Collected data entries
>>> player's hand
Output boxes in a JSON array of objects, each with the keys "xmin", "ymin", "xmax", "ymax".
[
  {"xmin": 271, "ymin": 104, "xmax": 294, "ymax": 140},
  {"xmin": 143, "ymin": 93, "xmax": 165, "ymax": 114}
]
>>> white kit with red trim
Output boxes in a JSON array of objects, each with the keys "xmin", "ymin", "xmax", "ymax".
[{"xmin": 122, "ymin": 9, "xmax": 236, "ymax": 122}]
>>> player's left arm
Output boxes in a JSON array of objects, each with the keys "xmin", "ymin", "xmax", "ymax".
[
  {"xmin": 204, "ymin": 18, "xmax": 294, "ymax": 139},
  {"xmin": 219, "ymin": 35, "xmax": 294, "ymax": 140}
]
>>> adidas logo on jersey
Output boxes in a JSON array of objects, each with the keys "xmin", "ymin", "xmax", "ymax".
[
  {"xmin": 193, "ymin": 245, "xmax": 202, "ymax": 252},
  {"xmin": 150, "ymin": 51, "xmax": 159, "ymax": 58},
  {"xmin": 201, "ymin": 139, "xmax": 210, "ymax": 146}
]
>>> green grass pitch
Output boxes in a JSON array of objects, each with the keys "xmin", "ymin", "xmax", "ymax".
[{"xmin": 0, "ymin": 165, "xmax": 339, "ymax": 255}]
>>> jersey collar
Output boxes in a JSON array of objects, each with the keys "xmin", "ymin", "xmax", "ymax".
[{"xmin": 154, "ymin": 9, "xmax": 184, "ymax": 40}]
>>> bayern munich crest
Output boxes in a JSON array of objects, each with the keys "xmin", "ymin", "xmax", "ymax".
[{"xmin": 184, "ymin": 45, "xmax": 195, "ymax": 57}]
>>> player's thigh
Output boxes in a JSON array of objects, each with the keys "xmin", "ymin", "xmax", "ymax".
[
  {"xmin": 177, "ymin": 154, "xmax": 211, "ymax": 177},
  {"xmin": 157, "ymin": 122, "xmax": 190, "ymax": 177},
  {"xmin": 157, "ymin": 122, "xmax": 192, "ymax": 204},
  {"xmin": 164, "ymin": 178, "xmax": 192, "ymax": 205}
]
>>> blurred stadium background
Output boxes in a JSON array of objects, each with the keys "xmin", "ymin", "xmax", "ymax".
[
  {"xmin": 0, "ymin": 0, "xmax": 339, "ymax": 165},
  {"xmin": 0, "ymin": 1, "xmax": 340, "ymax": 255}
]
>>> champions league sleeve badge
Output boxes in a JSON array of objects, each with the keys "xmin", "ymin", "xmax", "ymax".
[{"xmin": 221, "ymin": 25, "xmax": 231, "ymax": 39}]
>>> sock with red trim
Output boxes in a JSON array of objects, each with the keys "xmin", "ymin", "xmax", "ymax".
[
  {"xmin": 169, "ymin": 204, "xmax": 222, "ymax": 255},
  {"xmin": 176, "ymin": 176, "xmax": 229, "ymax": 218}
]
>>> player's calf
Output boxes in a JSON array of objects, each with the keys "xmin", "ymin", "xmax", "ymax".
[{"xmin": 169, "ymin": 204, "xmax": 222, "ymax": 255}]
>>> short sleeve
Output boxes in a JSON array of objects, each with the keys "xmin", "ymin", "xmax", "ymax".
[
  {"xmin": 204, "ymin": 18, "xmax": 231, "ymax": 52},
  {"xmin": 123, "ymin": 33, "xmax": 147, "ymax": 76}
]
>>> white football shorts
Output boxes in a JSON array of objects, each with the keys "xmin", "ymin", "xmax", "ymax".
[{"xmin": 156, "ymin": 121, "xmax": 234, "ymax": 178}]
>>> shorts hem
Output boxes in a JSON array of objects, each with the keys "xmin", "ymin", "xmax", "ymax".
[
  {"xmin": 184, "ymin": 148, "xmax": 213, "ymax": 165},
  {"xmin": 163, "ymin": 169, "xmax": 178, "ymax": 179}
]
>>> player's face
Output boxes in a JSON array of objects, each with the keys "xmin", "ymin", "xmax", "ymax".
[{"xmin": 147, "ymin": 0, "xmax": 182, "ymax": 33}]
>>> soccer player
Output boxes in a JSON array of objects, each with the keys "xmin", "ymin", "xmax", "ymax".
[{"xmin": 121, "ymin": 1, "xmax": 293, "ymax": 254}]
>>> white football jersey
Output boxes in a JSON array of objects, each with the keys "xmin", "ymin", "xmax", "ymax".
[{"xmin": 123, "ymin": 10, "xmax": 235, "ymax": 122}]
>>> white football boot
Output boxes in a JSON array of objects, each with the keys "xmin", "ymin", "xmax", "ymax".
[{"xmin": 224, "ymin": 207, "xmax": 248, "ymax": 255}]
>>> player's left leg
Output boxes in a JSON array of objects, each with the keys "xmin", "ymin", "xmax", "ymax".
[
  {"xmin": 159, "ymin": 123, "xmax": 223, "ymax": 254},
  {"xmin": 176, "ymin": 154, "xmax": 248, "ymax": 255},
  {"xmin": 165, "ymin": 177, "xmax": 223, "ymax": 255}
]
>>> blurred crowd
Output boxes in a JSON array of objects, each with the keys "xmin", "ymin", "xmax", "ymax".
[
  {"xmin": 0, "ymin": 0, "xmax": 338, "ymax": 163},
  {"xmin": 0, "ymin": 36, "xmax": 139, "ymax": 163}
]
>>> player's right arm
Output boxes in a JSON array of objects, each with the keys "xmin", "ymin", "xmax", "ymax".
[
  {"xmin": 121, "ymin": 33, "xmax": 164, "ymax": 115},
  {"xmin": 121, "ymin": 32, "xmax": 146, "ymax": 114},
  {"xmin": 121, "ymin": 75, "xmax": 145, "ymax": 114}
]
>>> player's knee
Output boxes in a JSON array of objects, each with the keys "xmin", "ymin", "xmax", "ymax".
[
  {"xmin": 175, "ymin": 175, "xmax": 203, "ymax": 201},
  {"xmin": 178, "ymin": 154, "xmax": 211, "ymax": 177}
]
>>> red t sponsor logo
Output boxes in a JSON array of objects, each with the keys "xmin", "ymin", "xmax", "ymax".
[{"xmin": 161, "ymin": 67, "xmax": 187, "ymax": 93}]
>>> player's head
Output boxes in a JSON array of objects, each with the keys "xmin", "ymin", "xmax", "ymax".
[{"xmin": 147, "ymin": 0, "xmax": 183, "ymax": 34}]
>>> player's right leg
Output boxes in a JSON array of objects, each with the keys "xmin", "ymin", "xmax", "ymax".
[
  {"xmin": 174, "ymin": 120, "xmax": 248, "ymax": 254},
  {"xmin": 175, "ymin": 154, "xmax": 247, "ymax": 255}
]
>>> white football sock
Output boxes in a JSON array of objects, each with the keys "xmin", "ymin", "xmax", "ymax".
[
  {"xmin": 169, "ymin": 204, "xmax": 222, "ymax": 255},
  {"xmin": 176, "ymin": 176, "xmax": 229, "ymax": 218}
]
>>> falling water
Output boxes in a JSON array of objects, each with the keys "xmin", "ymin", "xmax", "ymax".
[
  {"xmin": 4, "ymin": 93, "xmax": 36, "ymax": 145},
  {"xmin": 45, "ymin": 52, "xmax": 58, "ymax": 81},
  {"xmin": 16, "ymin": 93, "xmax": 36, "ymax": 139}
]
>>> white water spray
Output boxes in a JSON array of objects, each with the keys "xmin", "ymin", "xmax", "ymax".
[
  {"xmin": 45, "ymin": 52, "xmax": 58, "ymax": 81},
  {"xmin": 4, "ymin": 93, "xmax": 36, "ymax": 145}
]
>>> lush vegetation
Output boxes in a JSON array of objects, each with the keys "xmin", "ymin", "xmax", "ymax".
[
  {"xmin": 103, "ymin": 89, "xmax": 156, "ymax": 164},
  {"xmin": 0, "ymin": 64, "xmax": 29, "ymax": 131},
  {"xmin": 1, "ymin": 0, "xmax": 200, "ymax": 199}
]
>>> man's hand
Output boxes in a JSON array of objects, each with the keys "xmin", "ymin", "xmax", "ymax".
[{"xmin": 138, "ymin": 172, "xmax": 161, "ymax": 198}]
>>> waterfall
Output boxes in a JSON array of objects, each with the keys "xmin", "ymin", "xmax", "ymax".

WHAT YOU SHOULD DO
Retype the entries exactly from the first line, stopping after the line with "kit with red trim".

OUTPUT FOR THIS TASK
>>> player's hand
Output boxes in a JSON array of objects, each with the keys "xmin", "ymin", "xmax", "ymax".
[
  {"xmin": 271, "ymin": 104, "xmax": 294, "ymax": 140},
  {"xmin": 143, "ymin": 93, "xmax": 165, "ymax": 114}
]
>>> white kit with red trim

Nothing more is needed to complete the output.